=== 작성 과제 ===
아래 항목 전체를 각 줄에 번호를 매긴 마크다운 표로 나타내 주세요. 열 이름은 "번호"와 "줄"로 하고, 빈 줄과 그림은 표에 넣지 마세요.

++++++++++++++++++++

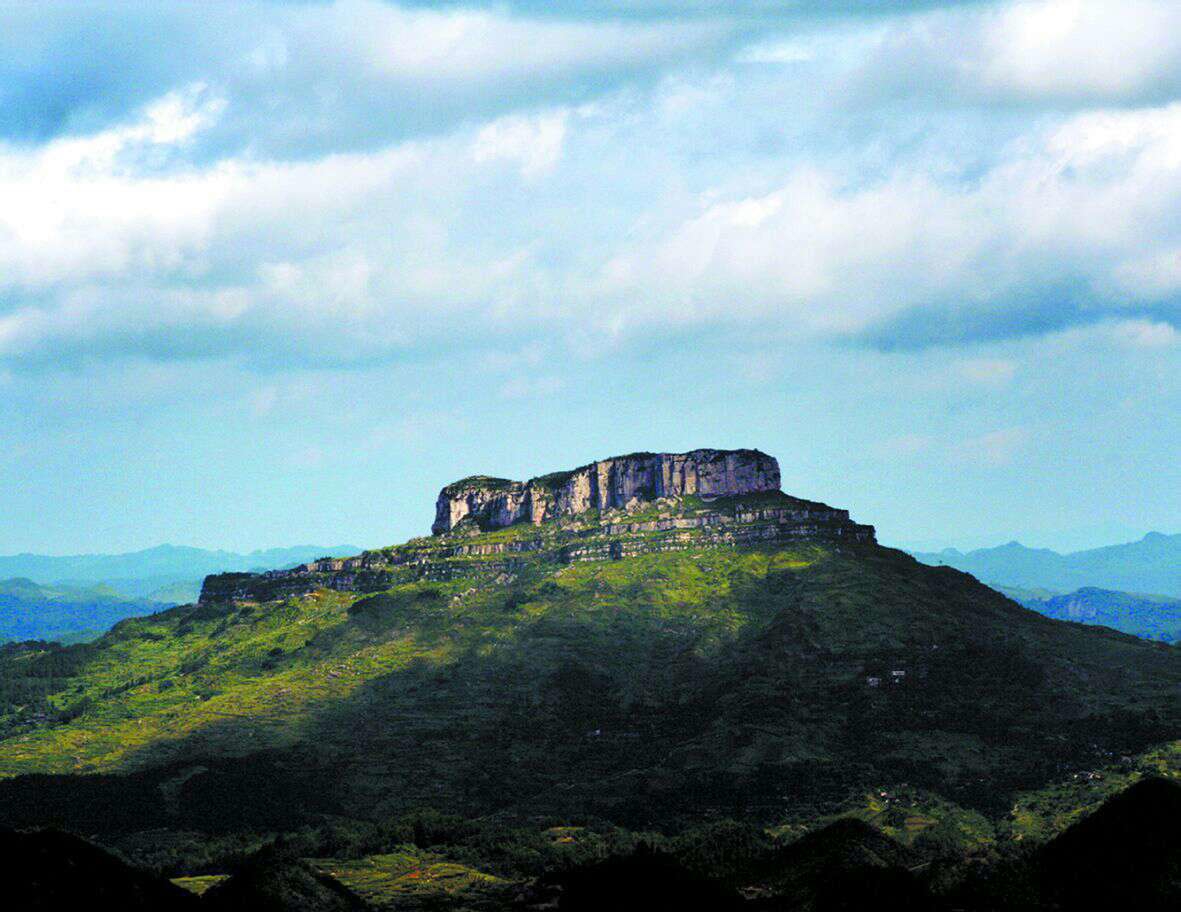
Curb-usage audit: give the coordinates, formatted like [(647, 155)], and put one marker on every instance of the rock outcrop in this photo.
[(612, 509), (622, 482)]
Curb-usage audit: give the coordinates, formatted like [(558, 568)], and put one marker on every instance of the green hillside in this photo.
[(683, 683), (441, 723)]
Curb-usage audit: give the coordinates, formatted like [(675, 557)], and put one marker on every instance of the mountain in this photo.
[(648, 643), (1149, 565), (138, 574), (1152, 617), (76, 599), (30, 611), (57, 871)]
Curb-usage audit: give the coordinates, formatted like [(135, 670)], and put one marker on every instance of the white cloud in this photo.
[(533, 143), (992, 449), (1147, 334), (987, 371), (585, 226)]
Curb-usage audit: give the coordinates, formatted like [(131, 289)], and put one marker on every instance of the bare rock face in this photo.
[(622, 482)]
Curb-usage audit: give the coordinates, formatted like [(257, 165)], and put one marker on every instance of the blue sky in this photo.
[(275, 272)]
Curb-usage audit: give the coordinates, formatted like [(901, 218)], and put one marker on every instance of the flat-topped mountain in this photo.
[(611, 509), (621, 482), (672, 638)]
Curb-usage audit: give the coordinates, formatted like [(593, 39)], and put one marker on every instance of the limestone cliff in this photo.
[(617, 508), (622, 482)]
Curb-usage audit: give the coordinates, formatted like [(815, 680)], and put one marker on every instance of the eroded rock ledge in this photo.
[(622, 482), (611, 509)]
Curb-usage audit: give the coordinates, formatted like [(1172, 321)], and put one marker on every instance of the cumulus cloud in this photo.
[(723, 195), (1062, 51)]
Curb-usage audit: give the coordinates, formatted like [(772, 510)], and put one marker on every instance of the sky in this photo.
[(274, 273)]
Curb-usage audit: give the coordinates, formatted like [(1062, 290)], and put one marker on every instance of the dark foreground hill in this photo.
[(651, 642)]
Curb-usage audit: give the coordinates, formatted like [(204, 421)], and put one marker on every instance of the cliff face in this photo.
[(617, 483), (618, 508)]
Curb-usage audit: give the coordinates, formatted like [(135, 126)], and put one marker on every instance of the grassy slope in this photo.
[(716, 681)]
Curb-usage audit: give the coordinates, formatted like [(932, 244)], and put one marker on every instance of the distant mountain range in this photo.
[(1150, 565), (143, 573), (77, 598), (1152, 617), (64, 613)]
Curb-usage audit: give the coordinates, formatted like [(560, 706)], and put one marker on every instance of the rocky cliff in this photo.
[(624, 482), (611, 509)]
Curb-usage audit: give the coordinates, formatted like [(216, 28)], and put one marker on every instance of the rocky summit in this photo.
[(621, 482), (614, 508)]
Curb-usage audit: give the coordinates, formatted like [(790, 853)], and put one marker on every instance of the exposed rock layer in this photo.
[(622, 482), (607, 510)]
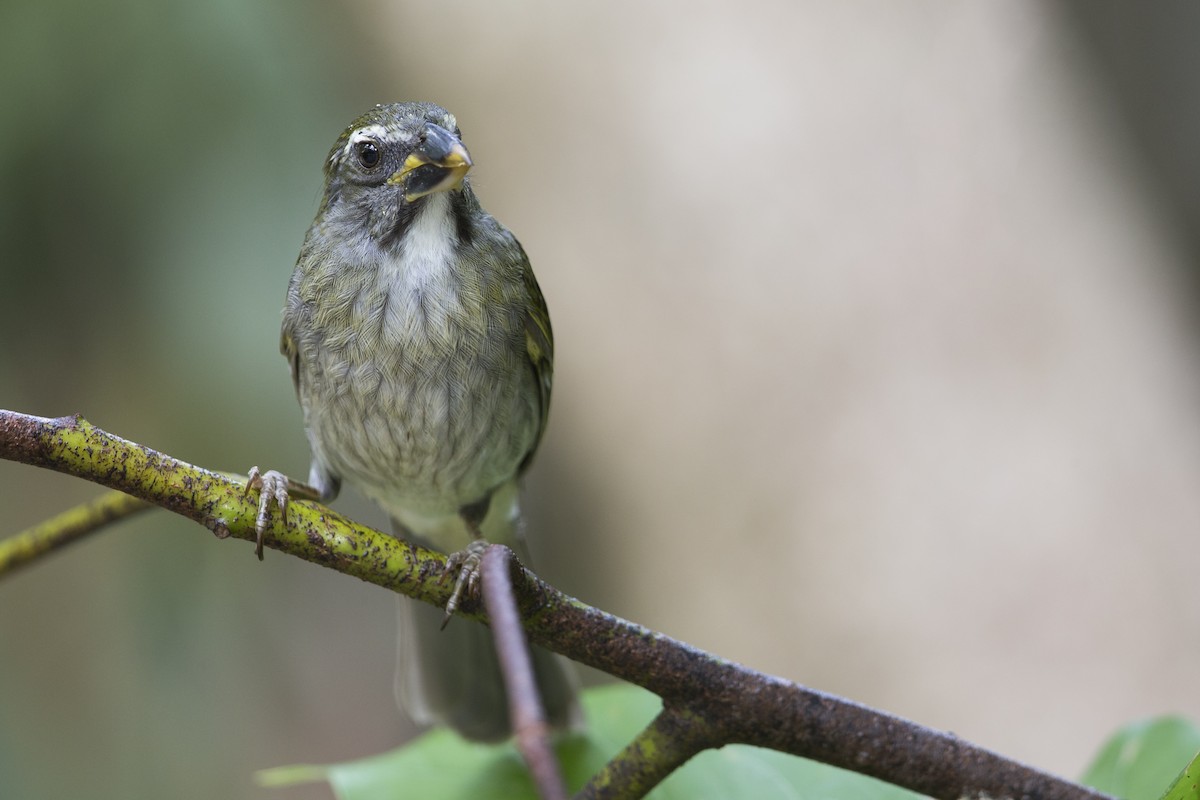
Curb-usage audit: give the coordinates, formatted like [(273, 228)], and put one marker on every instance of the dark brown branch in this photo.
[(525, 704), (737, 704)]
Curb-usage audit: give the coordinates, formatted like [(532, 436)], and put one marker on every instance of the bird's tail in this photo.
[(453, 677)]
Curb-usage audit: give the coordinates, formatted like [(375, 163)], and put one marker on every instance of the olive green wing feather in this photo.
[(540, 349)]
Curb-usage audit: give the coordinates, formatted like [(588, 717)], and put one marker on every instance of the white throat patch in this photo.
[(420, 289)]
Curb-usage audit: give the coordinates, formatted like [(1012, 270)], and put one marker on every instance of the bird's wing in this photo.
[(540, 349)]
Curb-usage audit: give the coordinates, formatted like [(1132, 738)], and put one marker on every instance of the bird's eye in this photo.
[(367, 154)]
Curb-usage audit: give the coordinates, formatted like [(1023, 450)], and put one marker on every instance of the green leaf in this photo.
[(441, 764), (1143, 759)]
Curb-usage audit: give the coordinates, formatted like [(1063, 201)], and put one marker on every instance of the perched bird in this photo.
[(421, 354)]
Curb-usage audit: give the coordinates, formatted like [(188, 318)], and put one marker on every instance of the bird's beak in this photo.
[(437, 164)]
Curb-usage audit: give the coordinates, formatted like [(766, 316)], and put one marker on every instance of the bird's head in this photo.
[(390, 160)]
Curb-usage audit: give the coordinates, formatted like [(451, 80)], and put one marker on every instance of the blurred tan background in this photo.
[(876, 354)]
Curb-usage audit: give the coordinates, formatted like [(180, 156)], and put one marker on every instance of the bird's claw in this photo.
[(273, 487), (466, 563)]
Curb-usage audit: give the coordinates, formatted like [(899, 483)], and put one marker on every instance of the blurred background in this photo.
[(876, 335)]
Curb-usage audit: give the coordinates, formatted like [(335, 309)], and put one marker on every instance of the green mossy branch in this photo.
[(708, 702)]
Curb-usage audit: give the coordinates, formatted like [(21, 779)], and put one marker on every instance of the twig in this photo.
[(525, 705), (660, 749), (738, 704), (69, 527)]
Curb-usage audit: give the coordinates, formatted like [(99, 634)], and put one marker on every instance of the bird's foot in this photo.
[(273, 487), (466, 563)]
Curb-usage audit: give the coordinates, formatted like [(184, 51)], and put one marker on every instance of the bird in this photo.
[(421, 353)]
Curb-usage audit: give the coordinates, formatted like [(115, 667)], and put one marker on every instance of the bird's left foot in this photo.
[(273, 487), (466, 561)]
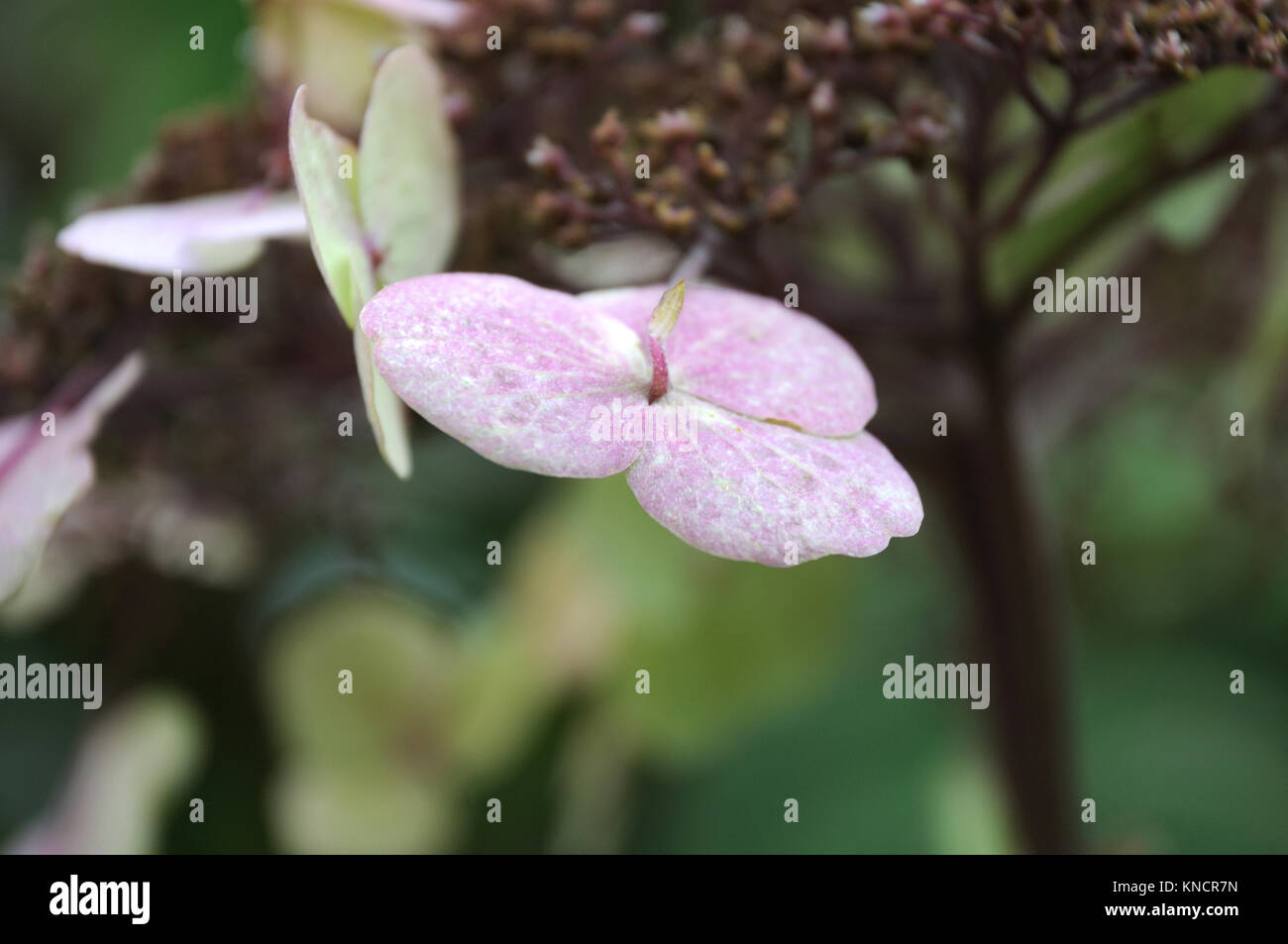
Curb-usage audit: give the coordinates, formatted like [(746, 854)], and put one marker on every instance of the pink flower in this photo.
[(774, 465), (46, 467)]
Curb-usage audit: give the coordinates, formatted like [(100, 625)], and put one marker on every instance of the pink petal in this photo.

++++++++++++++++++++

=== 최종 답안 ===
| 번호 | 줄 |
|---|---|
| 1 | Curb-usage audit: give the coordinates, formatted like [(647, 155)], and put one marker on every instance of the rock outcrop in this photo. |
| 2 | [(612, 509), (622, 482)] |
| 3 | Curb-usage audit: give the coordinates, formatted like [(558, 568)], and put one marker on every instance of the green hillside in this photo. |
| 4 | [(683, 683), (441, 723)] |
| 5 | Curb-usage audit: give the coordinates, formatted like [(675, 557)], and put one marker on every instance of the mountain in this photo. |
| 6 | [(648, 643), (1149, 565), (138, 574), (1152, 617), (76, 599), (30, 611), (57, 871)] |
| 7 | Curb-usage audit: give the coordinates, formatted like [(135, 670)], and put one marker on every instance of the white cloud in this photo. |
| 8 | [(533, 143), (992, 449), (1147, 334), (987, 371), (585, 226)] |
| 9 | Curb-usage audit: give the coordinates, formatted like [(131, 289)], and put one marker on every instance of the bare rock face in this photo. |
| 10 | [(622, 482)] |
| 11 | Curb-usage audit: give the coordinates, formatted like [(257, 165)], and put one marker on every instance of the blue sky in this photo. |
| 12 | [(275, 272)] |
| 13 | Curb-usage audit: give the coordinates, formatted like [(901, 218)], and put one marker on every instance of the flat-topped mountain in this photo. |
| 14 | [(611, 509), (621, 482), (672, 638)] |
| 15 | Curb-usage audit: give the coordinates, formatted like [(593, 39)], and put one marker on every instance of the limestone cliff in this photo. |
| 16 | [(617, 508), (622, 482)] |
| 17 | Curb-usage audit: give the coordinates, formatted like [(815, 680)], and put one marker on every instance of the eroded rock ledge in this photo. |
| 18 | [(622, 482), (611, 509)] |
| 19 | Curb-usage audit: give the coordinates, formatted like [(1172, 321)], and put one marker on every instance of the cumulus cloud in this photo. |
| 20 | [(723, 195), (1062, 51)] |
| 21 | Curb-usage audit: give the coordinates, formatted like [(772, 510)], and put one marker on every instance of the sky in this photo. |
| 22 | [(274, 273)] |
| 23 | Curb-usage audit: give the coordinates, formatted like [(1062, 290)], and put one marker on every instance of the dark foreground hill in this photo. |
| 24 | [(651, 642)] |
| 25 | Curb-usage audit: give the coordinates, formatted like [(204, 421)], and put one marker on every instance of the cliff face in this photo. |
| 26 | [(617, 483), (618, 508)] |
| 27 | Curb-usage audit: give the coordinates, formatted like [(135, 126)], and put one marker on every instance of the grassy slope in this photo. |
| 28 | [(716, 681)] |
| 29 | Curb-usage audit: give the coordinates, formatted like [(932, 244)], and put one marker on every instance of the distant mountain range in this photo. |
| 30 | [(1150, 565), (143, 573), (77, 598), (1152, 617), (64, 613)] |
| 31 | Curb-usage audit: give the coordinates, formatted like [(560, 706)], and put one marker on every instance of the rocky cliff in this photo. |
| 32 | [(624, 482), (611, 509)] |
| 33 | Curb-usage audit: give the coordinates, formatted like [(216, 28)], and put one marker on every instance of the rocky summit in this photo. |
| 34 | [(621, 482), (614, 508)] |
| 35 | Curb-usage audit: give the coordinates, formatted like [(790, 853)], and put one marker on every instance of the exposed rock layer in this photo. |
| 36 | [(622, 482), (607, 510)] |
| 37 | Curb-usage audit: give the coordinates, formatted like [(273, 228)], and put one marker on every instance of the dark brown branch in this photo. |
| 38 | [(525, 704), (737, 704)] |
| 39 | Curb-usage audit: give the coordinates, formatted like [(532, 436)], and put one marker on every instance of the bird's tail in this photo. |
| 40 | [(453, 677)] |
| 41 | Curb-usage audit: give the coordinates, formatted like [(375, 163)], and put one marker on every instance of the olive green wing feather in this photo. |
| 42 | [(540, 349)] |
| 43 | Curb-usage audit: give the coordinates, formatted like [(588, 717)], and put one marker on every instance of the white throat patch in this photo. |
| 44 | [(420, 289)] |
| 45 | Curb-usage audit: give the coordinates, formatted like [(1012, 270)], and put one marker on every instance of the bird's wing in this photo. |
| 46 | [(540, 349)] |
| 47 | Curb-usage audit: give the coordinates, formatted like [(1132, 738)], and put one marker on every instance of the bird's eye in this photo. |
| 48 | [(367, 154)] |
| 49 | Curb-usage audit: give the coordinates, formatted like [(1023, 450)], and put one marker on every instance of the green leaf in this photo. |
| 50 | [(441, 764), (1143, 759)] |
| 51 | Curb-usage audit: give the coordinates, formatted like [(1063, 201)], and put one marker on every instance of the perched bird in this photo. |
| 52 | [(421, 354)] |
| 53 | Curb-usage audit: give the coordinates, formatted like [(188, 318)], and put one marker on every instance of the bird's beak in this photo. |
| 54 | [(437, 164)] |
| 55 | Curb-usage audit: give the coordinates, formatted like [(766, 316)], and put one marker on every instance of the bird's head in this photo. |
| 56 | [(390, 160)] |
| 57 | Curb-usage audit: give the coordinates, formatted like [(451, 80)], and put one marker on every instance of the blurred tan background in this photo. |
| 58 | [(876, 354)] |
| 59 | Curb-usage audit: give the coordinates, formatted like [(180, 156)], and put one marker on every instance of the bird's claw in this photo. |
| 60 | [(273, 487), (466, 563)] |
| 61 | Curb-usage audit: give the coordinates, formatted like [(899, 483)], and put one marker on every instance of the blurred background in this photo. |
| 62 | [(876, 335)] |
| 63 | Curb-usage audit: give the coordinates, formatted like [(335, 309)], and put one marker on every instance of the green mossy branch in this photo. |
| 64 | [(708, 702)] |
| 65 | Curb-usage audit: give the coordinates, formatted like [(21, 779)], and put one marker on every instance of the twig in this photo. |
| 66 | [(525, 705), (660, 749), (738, 704), (69, 527)] |
| 67 | Curb-usage audit: give the coordinates, formatted like [(99, 634)], and put one marker on every instance of the bird's foot in this photo. |
| 68 | [(273, 487), (466, 563)] |
| 69 | Curb-usage audit: give the coordinates, formatted like [(184, 51)], and put one marker on every instance of the bird in this photo. |
| 70 | [(421, 353)] |
| 71 | Curb-usage audit: give the coordinates, formatted like [(115, 667)], and put one marker on every instance of the bird's left foot in this photo. |
| 72 | [(273, 487), (466, 561)] |
| 73 | Curb-usage audit: give the coordinates, formatted like [(746, 854)], and put one marker on every instance of the pink flower in this photo. |
| 74 | [(774, 465), (46, 467)] |
| 75 | Curb-usage audit: give the coordinates, formatted like [(100, 625)], and put one marker on every instance of the pink petal in this photo. |